=== Provided records ===
----------

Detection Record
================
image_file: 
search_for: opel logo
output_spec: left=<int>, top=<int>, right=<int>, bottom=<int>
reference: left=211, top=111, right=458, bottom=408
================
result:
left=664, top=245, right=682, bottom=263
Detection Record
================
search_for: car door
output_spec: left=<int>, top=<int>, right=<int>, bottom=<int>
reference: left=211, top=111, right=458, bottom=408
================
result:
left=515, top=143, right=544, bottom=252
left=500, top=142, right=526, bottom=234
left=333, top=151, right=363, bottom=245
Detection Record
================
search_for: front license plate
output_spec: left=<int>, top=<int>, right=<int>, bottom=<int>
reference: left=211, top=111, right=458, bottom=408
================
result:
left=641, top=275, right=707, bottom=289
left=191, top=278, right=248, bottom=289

----------

=== What to work on ===
Can you switch "opel logo" to "audi logo" in the lines from the start of the material through the line holding "left=664, top=245, right=682, bottom=263", inclusive, and give back only those lines with nothing else changed?

=== Expected answer ===
Detection Record
================
image_file: 
search_for: audi logo
output_spec: left=<int>, top=<int>, right=<int>, bottom=<int>
reference: left=211, top=111, right=458, bottom=408
================
result:
left=664, top=245, right=682, bottom=263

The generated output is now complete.